## Work item
Please copy the listing below word for word, leaving out the pictures.

Collected data entries
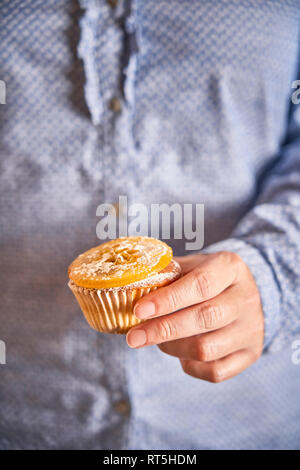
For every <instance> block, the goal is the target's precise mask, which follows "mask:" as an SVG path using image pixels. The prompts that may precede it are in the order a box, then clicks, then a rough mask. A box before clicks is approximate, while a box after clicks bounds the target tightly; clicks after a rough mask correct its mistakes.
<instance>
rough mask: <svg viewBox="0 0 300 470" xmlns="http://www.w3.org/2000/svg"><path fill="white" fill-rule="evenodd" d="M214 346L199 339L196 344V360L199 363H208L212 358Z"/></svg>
mask: <svg viewBox="0 0 300 470" xmlns="http://www.w3.org/2000/svg"><path fill="white" fill-rule="evenodd" d="M214 349H215V348H214V346H213V344H212V343H211V342H209V341H207V340H203V339H200V340H199V341H198V344H197V359H198V361H201V362H209V361H211V360H213V357H214Z"/></svg>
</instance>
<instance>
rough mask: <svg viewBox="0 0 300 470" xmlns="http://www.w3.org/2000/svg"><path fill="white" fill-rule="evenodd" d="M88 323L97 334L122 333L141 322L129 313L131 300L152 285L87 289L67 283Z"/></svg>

## Task result
For every <instance> block, the goal is the target's precise mask, which follows "mask:" as an SVG path using image pixels. The prompts that may precede it are in the order a box, then clicks, then a rough mask. A box before clicks is approximate, while a box after clicks bounds the target tightly; clicks after a rough mask correct its mistakes.
<instance>
rough mask: <svg viewBox="0 0 300 470" xmlns="http://www.w3.org/2000/svg"><path fill="white" fill-rule="evenodd" d="M214 346L199 339L196 344V360L199 363H208L212 358Z"/></svg>
mask: <svg viewBox="0 0 300 470" xmlns="http://www.w3.org/2000/svg"><path fill="white" fill-rule="evenodd" d="M214 349H215V348H214V346H213V344H212V343H211V342H209V341H207V340H203V339H200V340H199V341H198V344H197V359H198V361H201V362H209V361H211V360H213V357H214Z"/></svg>
</instance>
<instance>
rough mask: <svg viewBox="0 0 300 470" xmlns="http://www.w3.org/2000/svg"><path fill="white" fill-rule="evenodd" d="M88 323L97 334L122 333L141 322L129 313L131 300L152 285L87 289L67 283Z"/></svg>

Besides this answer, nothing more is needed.